Information supplied Block Start

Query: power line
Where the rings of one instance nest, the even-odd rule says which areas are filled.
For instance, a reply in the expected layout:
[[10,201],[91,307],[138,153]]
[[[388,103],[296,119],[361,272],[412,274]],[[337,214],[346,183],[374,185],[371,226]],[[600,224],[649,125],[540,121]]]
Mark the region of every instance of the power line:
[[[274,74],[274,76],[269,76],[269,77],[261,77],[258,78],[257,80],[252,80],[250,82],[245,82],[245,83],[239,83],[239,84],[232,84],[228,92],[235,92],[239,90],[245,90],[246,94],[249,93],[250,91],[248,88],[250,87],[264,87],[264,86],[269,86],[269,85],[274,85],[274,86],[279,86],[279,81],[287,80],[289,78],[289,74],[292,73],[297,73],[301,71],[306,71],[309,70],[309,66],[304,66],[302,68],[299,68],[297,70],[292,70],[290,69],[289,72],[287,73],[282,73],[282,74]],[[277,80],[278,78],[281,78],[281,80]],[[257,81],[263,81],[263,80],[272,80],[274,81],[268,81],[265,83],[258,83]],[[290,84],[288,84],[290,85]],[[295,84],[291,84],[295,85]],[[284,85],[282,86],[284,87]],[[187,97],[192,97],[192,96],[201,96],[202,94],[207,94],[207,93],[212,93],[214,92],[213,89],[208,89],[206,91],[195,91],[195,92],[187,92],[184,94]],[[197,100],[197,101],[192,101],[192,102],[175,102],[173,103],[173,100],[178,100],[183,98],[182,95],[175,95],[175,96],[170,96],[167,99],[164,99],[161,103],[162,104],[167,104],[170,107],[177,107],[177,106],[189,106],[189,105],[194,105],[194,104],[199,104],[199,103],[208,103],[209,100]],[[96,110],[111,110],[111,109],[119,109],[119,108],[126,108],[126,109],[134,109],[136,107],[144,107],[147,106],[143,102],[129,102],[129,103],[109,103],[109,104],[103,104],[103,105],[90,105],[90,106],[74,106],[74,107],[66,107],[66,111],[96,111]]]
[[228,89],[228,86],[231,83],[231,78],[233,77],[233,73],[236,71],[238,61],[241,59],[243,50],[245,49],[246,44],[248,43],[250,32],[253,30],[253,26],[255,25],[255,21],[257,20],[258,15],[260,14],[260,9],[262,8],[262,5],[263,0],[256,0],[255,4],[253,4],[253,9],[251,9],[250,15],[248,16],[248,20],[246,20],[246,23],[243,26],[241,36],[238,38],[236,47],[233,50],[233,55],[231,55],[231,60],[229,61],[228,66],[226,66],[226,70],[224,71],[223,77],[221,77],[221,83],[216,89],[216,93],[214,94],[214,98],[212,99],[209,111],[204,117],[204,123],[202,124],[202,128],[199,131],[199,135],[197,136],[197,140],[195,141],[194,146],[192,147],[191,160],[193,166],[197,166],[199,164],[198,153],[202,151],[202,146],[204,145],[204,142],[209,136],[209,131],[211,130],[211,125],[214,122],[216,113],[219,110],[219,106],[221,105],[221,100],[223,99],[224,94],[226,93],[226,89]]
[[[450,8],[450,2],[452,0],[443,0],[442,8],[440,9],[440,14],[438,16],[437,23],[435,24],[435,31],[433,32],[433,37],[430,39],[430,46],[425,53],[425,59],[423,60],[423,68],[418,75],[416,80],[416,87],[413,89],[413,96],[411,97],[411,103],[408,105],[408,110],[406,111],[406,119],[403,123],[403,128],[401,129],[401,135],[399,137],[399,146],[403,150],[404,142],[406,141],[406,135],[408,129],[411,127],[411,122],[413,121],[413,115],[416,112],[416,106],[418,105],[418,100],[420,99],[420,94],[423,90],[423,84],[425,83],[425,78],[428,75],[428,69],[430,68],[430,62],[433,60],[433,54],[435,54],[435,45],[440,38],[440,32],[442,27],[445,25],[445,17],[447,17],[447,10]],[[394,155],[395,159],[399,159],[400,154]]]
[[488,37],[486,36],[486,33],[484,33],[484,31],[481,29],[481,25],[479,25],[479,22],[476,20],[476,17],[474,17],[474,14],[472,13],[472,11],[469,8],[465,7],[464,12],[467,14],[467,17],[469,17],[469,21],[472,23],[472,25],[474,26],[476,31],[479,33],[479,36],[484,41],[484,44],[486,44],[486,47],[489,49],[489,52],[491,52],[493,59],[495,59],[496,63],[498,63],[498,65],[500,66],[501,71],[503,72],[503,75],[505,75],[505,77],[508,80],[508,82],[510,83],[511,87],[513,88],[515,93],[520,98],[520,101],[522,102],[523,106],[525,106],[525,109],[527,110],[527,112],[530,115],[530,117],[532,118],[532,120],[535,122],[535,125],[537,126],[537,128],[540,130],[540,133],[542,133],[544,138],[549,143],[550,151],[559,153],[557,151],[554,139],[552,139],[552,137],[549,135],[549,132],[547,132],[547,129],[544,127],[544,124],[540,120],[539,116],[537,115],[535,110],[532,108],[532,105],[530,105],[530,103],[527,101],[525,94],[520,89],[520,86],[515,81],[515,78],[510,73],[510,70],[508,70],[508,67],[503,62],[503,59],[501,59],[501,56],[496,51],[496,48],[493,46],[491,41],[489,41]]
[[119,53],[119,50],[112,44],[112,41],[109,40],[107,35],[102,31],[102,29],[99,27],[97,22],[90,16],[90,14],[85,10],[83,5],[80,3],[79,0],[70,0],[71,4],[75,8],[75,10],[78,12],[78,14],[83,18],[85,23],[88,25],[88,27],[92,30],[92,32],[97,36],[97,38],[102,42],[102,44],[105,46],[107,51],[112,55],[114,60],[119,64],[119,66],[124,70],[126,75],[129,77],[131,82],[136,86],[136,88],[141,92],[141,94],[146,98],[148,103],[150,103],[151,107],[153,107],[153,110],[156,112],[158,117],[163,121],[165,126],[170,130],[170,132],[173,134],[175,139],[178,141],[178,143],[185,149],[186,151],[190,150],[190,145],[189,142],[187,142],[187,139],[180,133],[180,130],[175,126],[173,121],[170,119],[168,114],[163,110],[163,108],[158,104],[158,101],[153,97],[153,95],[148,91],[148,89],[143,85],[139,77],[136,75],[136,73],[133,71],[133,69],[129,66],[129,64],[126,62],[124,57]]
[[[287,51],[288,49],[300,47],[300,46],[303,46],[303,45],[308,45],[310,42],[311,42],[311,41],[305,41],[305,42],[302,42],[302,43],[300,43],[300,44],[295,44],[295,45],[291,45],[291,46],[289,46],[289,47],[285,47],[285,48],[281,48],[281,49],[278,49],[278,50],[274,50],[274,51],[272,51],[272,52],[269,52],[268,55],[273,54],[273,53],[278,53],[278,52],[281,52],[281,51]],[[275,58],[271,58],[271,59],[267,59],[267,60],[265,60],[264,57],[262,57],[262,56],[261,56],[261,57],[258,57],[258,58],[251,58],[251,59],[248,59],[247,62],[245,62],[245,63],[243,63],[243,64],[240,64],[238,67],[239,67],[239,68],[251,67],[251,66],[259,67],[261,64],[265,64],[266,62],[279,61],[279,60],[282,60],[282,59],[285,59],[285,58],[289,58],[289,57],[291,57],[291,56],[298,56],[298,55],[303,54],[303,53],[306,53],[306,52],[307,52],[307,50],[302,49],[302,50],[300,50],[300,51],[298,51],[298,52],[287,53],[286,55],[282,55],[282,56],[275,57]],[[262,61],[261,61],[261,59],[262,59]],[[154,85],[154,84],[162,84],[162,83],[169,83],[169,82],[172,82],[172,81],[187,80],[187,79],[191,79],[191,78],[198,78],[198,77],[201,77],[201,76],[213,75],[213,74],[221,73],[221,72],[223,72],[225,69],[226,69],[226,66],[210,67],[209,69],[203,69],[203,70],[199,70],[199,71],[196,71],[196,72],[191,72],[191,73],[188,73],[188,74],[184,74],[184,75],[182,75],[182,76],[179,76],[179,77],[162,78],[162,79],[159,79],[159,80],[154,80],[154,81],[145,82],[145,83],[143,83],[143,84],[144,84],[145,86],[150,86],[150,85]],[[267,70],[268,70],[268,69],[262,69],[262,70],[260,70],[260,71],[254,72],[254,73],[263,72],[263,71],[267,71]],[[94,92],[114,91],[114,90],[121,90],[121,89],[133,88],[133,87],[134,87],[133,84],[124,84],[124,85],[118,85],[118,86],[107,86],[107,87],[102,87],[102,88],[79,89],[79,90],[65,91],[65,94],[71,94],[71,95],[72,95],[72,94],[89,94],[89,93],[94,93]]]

Information supplied Block End

> **Problem statement**
If a line of the data above contains "power", copy it out.

> **Completed exercise**
Query: power line
Mark the region of every instance of the power line:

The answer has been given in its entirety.